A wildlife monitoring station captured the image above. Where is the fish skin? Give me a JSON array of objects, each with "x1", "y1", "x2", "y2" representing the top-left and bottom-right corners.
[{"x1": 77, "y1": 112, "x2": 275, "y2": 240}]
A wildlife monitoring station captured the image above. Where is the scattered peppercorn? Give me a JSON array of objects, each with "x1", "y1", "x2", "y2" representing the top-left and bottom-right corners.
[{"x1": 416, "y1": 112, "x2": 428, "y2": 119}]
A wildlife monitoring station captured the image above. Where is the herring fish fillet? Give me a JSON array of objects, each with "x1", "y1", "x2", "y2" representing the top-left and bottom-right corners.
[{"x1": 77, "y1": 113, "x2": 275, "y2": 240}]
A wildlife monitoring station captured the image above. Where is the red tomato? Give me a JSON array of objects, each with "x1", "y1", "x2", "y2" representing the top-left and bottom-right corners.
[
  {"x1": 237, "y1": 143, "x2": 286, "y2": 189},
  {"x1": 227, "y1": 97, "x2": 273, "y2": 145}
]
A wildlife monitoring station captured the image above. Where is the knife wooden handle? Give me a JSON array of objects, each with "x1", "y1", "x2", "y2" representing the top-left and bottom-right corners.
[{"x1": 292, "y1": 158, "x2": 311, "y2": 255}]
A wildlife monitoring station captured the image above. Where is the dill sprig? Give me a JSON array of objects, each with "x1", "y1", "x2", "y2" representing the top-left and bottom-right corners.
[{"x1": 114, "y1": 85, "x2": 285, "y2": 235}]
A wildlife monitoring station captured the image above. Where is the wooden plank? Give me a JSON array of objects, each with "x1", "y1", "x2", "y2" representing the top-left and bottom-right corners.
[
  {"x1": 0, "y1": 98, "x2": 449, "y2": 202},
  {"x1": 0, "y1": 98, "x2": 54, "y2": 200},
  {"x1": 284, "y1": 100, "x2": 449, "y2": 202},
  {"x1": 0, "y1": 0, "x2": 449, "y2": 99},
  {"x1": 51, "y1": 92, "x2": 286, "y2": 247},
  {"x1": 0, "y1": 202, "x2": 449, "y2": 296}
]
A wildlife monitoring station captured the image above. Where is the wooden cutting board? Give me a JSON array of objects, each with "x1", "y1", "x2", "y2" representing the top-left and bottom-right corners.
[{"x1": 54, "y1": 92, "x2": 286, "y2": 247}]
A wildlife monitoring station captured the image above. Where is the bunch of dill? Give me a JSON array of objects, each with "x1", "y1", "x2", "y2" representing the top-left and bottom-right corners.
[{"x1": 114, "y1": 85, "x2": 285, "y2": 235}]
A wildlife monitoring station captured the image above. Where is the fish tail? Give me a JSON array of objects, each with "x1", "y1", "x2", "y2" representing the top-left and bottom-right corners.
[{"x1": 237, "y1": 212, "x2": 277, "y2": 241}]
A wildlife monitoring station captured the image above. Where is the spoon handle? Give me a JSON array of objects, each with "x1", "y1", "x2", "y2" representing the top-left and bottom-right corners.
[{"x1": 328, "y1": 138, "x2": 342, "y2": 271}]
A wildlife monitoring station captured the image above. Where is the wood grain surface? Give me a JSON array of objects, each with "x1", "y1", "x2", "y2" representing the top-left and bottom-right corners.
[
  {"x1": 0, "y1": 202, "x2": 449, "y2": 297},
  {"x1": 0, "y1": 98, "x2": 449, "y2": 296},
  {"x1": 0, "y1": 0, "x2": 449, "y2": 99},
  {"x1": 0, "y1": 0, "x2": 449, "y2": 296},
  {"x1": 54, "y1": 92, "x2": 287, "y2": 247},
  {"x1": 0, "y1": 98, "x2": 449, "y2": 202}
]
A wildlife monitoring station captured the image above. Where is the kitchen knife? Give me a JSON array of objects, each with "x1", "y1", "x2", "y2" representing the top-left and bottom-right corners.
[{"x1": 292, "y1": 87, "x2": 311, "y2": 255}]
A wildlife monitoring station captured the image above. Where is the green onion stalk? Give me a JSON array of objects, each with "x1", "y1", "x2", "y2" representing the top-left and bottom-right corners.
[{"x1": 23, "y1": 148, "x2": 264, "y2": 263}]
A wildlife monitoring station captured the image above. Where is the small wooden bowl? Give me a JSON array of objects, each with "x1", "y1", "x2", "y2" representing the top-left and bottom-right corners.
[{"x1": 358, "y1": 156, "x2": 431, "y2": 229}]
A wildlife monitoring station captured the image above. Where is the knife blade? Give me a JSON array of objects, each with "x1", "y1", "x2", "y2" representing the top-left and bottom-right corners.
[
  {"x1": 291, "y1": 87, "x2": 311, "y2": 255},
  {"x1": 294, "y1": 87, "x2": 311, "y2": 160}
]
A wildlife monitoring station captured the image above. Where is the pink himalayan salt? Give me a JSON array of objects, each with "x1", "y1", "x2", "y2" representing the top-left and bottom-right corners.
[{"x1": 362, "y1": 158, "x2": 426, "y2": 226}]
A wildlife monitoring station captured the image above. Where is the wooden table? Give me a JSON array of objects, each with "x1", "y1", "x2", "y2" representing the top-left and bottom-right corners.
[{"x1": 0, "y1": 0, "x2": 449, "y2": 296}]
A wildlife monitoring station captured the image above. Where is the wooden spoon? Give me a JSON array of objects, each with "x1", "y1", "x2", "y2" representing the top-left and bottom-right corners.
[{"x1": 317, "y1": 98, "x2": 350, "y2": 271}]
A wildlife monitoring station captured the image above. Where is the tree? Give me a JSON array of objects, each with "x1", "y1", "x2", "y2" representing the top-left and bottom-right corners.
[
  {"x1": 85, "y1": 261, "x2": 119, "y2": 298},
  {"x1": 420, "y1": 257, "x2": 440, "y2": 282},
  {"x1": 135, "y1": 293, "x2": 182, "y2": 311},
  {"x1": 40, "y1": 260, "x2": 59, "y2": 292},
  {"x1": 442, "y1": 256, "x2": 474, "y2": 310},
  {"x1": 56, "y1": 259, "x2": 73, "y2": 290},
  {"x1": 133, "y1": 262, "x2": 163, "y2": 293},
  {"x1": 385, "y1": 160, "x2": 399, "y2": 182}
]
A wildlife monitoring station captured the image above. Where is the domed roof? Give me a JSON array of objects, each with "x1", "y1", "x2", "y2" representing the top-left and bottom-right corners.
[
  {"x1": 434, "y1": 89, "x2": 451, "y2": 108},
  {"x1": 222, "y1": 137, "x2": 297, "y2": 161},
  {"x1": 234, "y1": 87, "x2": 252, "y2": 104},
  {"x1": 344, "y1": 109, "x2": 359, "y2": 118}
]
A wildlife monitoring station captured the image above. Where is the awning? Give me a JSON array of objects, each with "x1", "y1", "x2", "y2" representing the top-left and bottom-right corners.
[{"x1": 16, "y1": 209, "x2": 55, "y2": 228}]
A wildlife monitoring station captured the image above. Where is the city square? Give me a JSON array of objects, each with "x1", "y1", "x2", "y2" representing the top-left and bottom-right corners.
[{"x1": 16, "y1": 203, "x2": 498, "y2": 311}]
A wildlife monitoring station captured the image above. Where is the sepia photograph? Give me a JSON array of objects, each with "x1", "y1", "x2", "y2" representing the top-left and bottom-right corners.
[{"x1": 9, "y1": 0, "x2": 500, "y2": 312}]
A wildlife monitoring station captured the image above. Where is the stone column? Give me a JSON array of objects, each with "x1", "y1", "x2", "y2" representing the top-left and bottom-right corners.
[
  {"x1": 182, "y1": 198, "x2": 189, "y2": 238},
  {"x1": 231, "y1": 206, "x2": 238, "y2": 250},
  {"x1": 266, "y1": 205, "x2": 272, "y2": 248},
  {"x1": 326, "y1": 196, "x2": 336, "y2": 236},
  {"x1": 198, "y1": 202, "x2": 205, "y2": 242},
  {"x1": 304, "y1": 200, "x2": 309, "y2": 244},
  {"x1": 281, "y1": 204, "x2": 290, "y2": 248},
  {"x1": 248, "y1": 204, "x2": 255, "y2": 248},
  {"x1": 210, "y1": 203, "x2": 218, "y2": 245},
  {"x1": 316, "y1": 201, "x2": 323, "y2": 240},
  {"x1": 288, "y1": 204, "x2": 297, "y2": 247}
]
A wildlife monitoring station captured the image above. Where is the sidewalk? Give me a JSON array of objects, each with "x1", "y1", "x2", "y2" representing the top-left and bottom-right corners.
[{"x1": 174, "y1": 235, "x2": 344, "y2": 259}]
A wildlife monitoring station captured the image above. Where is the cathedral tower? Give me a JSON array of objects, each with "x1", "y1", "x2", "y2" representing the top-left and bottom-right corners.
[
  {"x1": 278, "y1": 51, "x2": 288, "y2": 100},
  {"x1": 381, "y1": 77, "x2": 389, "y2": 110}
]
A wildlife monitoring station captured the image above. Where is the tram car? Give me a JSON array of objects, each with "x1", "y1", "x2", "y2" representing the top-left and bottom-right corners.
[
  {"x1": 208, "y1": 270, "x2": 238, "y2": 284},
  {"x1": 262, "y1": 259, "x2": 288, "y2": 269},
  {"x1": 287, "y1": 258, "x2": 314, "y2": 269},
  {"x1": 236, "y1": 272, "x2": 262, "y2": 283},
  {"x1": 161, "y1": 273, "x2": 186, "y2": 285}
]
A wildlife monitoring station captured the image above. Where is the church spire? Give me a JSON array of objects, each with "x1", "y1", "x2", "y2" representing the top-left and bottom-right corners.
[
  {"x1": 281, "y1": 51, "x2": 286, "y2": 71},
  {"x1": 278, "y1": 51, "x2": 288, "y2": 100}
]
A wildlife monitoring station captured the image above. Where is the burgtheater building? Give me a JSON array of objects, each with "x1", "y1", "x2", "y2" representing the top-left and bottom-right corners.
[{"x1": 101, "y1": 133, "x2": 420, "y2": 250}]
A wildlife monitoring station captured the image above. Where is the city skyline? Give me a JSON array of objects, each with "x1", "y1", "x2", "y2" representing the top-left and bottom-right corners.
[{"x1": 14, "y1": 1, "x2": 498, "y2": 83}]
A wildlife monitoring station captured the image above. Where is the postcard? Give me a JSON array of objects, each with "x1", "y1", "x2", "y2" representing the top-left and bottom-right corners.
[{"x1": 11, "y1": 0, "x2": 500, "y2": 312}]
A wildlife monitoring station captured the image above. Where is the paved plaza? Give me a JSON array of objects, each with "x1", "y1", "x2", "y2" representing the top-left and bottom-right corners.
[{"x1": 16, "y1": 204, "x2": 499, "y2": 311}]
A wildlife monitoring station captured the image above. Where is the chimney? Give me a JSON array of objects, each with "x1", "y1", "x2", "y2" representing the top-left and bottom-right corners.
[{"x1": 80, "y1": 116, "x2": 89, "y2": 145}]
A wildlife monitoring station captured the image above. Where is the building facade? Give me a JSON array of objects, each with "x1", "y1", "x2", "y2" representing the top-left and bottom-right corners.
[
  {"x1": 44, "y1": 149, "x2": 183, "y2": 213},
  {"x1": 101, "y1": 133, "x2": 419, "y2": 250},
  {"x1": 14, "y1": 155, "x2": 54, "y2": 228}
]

————

■ Description of the task: Return every line of the material above that contains the string "knife". Letter case counts.

■ Answer to the exercise:
A wildlife monitoring station captured the image above. Where is the knife wooden handle? Give me a JSON array of objects, each with "x1", "y1", "x2", "y2" representing the top-left and bottom-right corners.
A wildlife monitoring station captured the image above. Where is the kitchen knife? Give me a JSON array of objects, each with "x1", "y1", "x2", "y2" representing the top-left and bottom-right corners.
A wildlife monitoring station captured the image above. Where is the knife blade? Give me a JSON array of objects, each with "x1", "y1", "x2", "y2" representing the top-left and bottom-right corners.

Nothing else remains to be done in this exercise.